Working data start
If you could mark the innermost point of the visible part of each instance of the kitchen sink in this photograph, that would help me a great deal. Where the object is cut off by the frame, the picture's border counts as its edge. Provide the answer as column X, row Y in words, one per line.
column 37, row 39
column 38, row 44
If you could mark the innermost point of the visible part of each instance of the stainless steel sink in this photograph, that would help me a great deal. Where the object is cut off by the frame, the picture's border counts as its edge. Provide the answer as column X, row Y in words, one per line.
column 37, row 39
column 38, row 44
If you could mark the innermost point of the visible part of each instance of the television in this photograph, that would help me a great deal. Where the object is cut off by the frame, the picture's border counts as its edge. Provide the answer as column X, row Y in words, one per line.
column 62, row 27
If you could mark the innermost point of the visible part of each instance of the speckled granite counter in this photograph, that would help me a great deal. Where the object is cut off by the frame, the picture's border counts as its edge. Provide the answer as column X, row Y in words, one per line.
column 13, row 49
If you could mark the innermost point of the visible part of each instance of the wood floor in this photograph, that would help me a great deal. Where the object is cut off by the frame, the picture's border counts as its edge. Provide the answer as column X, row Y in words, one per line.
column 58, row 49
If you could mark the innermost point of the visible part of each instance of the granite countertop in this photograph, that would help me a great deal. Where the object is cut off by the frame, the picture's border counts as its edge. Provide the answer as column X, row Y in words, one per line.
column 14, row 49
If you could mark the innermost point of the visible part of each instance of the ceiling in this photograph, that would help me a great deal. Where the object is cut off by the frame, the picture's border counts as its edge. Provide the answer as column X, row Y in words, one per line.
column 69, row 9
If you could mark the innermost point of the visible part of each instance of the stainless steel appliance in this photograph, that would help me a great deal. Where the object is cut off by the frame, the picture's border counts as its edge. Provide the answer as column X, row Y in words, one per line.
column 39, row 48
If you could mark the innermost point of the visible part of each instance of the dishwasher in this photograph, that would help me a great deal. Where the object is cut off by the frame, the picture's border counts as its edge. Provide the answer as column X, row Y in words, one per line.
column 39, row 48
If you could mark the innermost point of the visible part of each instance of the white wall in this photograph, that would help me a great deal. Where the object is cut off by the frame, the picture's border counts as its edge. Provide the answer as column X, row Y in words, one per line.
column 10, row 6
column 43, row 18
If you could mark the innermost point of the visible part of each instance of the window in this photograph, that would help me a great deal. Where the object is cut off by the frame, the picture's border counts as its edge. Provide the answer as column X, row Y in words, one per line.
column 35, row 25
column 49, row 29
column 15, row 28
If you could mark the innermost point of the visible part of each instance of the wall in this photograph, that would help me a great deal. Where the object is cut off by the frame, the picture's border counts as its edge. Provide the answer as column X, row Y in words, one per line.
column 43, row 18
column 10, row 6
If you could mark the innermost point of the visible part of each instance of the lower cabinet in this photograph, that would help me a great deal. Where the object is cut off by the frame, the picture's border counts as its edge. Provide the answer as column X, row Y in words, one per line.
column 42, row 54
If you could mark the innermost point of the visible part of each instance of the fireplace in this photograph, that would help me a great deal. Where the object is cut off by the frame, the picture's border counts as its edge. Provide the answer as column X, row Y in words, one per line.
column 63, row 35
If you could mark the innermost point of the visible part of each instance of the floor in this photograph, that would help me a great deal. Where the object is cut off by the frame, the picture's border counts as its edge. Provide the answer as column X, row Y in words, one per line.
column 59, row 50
Working data end
Working data start
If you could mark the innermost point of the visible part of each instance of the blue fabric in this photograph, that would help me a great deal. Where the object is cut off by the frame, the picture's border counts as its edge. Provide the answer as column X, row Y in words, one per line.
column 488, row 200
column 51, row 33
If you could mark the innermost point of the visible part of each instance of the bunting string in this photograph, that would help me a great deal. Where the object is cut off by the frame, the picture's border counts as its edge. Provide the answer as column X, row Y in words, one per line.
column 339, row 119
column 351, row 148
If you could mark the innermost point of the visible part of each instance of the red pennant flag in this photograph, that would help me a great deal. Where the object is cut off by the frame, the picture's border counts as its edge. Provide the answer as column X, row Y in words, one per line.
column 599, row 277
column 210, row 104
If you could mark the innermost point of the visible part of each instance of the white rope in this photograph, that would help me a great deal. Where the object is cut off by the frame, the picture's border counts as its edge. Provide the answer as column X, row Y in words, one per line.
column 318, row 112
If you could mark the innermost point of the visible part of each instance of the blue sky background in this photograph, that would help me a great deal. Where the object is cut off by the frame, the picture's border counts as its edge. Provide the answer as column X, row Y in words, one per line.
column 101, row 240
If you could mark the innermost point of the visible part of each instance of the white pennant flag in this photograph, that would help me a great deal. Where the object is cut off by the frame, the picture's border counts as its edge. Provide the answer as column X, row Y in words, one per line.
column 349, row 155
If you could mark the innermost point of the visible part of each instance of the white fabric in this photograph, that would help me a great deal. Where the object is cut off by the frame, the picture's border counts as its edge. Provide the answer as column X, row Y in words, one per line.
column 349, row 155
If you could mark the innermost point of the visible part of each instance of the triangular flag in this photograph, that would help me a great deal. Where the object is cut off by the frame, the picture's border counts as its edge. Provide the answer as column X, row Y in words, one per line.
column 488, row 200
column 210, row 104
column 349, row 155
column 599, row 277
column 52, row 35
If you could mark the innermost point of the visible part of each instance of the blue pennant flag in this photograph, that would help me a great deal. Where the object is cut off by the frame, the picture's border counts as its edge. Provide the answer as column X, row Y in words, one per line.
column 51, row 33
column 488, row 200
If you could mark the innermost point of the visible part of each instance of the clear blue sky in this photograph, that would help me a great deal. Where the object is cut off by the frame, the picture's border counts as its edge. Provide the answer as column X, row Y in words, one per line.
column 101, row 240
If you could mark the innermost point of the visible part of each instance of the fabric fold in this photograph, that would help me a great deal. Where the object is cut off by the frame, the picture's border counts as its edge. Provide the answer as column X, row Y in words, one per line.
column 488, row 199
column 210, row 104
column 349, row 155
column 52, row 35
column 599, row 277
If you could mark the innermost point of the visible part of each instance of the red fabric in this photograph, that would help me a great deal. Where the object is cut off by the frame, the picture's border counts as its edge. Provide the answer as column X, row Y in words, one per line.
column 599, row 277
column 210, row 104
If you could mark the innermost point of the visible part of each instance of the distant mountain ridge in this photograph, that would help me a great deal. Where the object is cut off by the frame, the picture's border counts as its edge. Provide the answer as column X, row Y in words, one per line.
Working data end
Working data start
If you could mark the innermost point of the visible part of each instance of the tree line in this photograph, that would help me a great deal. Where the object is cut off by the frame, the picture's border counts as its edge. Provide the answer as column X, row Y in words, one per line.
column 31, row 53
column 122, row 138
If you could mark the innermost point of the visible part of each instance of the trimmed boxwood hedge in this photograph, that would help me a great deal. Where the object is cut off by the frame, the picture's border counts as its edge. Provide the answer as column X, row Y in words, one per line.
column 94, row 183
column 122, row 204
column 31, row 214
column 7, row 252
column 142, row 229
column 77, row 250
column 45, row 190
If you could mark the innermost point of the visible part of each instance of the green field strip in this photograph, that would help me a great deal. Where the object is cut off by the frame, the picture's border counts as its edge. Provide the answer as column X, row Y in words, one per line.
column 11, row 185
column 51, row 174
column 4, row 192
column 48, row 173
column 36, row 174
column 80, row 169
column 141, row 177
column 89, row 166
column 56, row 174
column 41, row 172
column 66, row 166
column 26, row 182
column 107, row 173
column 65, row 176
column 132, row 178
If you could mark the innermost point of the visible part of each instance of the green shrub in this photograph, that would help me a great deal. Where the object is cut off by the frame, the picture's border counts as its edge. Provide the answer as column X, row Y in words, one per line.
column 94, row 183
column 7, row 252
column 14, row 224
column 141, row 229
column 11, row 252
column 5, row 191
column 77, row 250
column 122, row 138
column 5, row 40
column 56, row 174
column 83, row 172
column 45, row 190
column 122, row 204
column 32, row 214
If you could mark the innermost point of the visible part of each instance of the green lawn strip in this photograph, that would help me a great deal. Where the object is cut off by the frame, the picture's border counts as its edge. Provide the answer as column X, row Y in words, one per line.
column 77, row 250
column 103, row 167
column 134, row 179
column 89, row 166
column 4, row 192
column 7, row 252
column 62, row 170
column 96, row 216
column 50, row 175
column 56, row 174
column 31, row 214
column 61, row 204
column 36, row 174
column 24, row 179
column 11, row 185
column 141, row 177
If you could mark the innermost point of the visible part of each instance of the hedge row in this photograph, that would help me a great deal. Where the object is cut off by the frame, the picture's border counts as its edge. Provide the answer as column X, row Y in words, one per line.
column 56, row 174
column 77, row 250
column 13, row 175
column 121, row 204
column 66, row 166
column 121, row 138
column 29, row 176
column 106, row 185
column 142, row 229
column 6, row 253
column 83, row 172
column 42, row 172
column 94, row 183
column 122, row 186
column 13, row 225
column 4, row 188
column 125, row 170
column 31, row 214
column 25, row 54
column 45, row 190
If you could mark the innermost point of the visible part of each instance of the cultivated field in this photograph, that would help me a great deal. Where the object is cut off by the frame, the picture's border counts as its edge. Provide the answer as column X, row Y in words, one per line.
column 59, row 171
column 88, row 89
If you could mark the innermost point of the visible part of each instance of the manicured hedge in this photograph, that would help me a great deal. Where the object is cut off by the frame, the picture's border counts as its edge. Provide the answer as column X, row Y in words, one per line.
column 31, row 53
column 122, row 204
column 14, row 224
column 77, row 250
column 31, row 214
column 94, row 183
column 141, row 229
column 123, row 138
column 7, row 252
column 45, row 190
Working data end
● What to do
Report every line above that contains the string "wall", copying each such line in full. Case counts.

● Output of the exercise
If you could mark the innermost point of the visible part of each instance of the white wall in this photograph, that would help me a great deal. Where the object is cut off by the frame, the picture's border counts as its edge. Provide the answer as column X, row Y in words, one per line.
If you could mark the innermost point of the visible part of each instance of the wall in this photograph, that would help me a great deal. Where the object is cut off by the frame, the picture's border counts as its edge. Provide the answer as column X, row Y in words, one per line.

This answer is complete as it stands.